● **Exercise instructions**:
(a) Answer these questions using the excerpt about the 1951 Drake–Oklahoma A&M football game, one line each:
(i) Which conference did Drake belong to in 1951?
(ii) What won-lost record did Drake carry into the game at Stillwater?
(iii) Which Oklahoma A&M player targeted Bright, and at what position?
(b) Carry on the account of the 1951 Drake–Oklahoma A&M football game from the point where it stops.

# Document excerpt start

Bright was running neck-and-neck with another great African-American back, Ollie Matson of the University of San Francisco, for the rushing title that year when racial hatred turned to violence 60 years ago this week at Stillwater, Okla.
Drake University of Des Moines, Iowa, had a Division I major college football team in 1951 when it was a member of the Missouri Valley Conference. The 6-foot-1, 220-pound Bright was one of the best single wing tailbacks in the nation when many teams such as Princeton and Tennessee stuck to that attack in preference to the newer T formation offense.
As such, Bright was a real triple threat as runner, passer and receiver. He led the nation in total offense yardage in both his sophomore and junior years of 1949 and 1950 and was headed for a third such season. Freshmen did not play varsity in those days.
Bright, who also starred in basketball and track at Drake, was an excellent student and a true all-American who could carry his team to victory over just about any opponent.
So it was that the undefeated Drake team, led by Bright, carried a 5-0 won-lost record into an important Missouri Valley Conference game against Oklahoma A&M (now Oklahoma State) on Lewis Field in Stillwater, Okla., Saturday, Oct. 20, 1951.
Drake was undefeated and Bright was a black athlete who was one of the two or three best backs in the country that season. Oklahoma was a state with segregation laws. Word got around the Stillwater campus early that week that Oklahoma A&M players would be “out to get the n_ _ _ _ _.“
I wrote in The New York Times that what occurred on that tragic day in Stillwater left Bright “the victim of one of the ugliest racial incidents in college sports history.” I have no reason to change my opinion of this outrageous, planned assault on Bright.
Starting with Drake’s first offensive play, Bright was targeted by the Aggies’ left defensive tackle, Wilbanks Smith, whether or not Bright had the ball. It was not long before Bright suffered serious injuries. He was knocked unconscious three times within the first 10 minutes of action and suffered a fractured jaw.

# Document excerpt end
# Data extract start

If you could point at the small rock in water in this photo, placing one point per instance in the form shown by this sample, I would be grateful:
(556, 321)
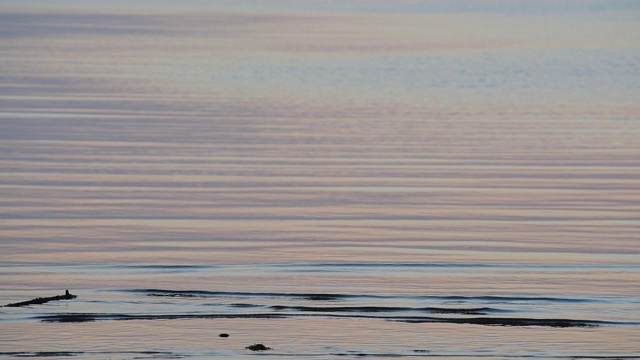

# Data extract end

● **Answers in order**:
(a)
(i) The Missouri Valley Conference.
(ii) 5-0.
(iii) Wilbanks Smith, the left defensive tackle.

(b)
Actually, Smith went at Bright on the first Drake offensive play of the game, striking Bright with his right fist and apparently breaking his jaw with that blow. In those days, football helmets did not have face masks to protect players. There was either no protection at all or a single, light bar running across the face about level with the mouth.
Smith continued his attack as Bright hung in. On a subsequent play, Smith went directly for Bright, who had handed the ball off to another Drake running back. Bright was a number of yards back of and to the right of the ball carrier when Smith struck with his forearm to the jaw. This last blow put Bright out of the game, which was the intent of the Oklahoma A&M coaching staff and team.
With Bright gone, Oklahoma won the game, 27-14.
Two photographers, John Robinson and Don Ultang, captured that final indignity that crippled Bright, possibly breaking more bones in the jaw than had been fractured by Smith’s initial blows.
The Des Moines Register published the six sequential pictures that showed Smith’s final attack on Bright. Life Magazine also published those pictures, giving nationwide witness to the horrors of the premeditated racial attack. These pictures show seven Oklahoma A&M defensive players, six of whom are looking at Drake’s No. 30, the ball carrier, while Smith is only looking at and charging at No. 43, Bright, who is some distance from the ball carrier.
The six pictures won the 1952 Pulitzer Prize for photojournalism.
This attack on Bright was not the rogue action of a young, racist athlete, even though Smith, a native Oklahoman who graduated to become an engineer, took sole blame for the incident throughout the years following the terrible game.
The blame can be placed on many people. But most importantly, the attack on Bright had to be carried out with the approval of the head football coach at Oklahoma A&M, Jennings B. Whitworth. A native of Arkansas who played his college football at the University of Alabama, Whitworth was a losing college head football coach for five years at Oklahoma A&M and three years at his alma mater, Alabama.
Following the Bright game, there were numerous reports attributed to members of that 1951 Oklahoma A&M team in which they claimed to have practiced all week on getting after Bright to injure him and put him out of the game. Coach Whitworth had to know about this and had to sanction Smith’s actions. It is obvious that Whitworth and his coaching staff did nothing to stop Smith after the tackle’s first assault on Bright. It was a matter of hitting Bright until he was out of the game.
Within days of the game, Drake University officials asked the Missouri Valley Conference to take some action against Oklahoma A&M for the disgraceful behavior. Not pleased with the lack of response to their request and the failure of Oklahoma A&M to apologize for Smith’s behavior, Drake University withdrew from the Missouri Valley Conference before the end of the 1951 season.
Drake has not been a major football institution for years and currently participates in non-scholarship football.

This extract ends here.